►

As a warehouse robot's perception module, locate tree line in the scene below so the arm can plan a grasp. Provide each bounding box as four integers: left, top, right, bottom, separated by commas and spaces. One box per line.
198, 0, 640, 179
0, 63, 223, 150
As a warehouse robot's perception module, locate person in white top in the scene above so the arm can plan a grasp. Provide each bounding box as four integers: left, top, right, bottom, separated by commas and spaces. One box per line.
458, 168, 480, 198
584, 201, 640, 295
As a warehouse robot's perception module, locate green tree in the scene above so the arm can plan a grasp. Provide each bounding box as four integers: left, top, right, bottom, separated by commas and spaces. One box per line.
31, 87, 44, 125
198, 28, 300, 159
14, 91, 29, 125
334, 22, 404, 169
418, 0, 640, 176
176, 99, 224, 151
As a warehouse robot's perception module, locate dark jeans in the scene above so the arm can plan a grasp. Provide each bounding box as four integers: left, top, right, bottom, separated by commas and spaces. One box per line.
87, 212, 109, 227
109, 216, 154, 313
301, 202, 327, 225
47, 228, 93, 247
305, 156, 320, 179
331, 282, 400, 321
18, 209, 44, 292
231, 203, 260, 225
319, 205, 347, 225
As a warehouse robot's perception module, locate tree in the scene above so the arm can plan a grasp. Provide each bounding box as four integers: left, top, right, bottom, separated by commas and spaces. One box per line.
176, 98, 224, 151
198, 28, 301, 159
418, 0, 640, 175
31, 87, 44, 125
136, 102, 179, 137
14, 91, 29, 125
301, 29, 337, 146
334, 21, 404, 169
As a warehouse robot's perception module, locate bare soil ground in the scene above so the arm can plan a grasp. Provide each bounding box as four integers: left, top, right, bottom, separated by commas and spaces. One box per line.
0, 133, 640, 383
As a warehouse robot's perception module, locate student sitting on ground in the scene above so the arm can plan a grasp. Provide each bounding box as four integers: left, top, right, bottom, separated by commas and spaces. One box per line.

◄

* [AIM]:
Repeat the data word for word, from the line with "As a warehouse robot's perception module, locate bare" through the line with "0, 133, 640, 383", inclusive.

* [RESPONSE TO THE EXERCISE]:
As a warehouse robot's perception module, locate bare soil ground in the scene above so the arm can plan a grasp. Provide each bounding box as four integers: left, top, right, bottom, separated by commas and spaces. One box per line.
0, 133, 640, 383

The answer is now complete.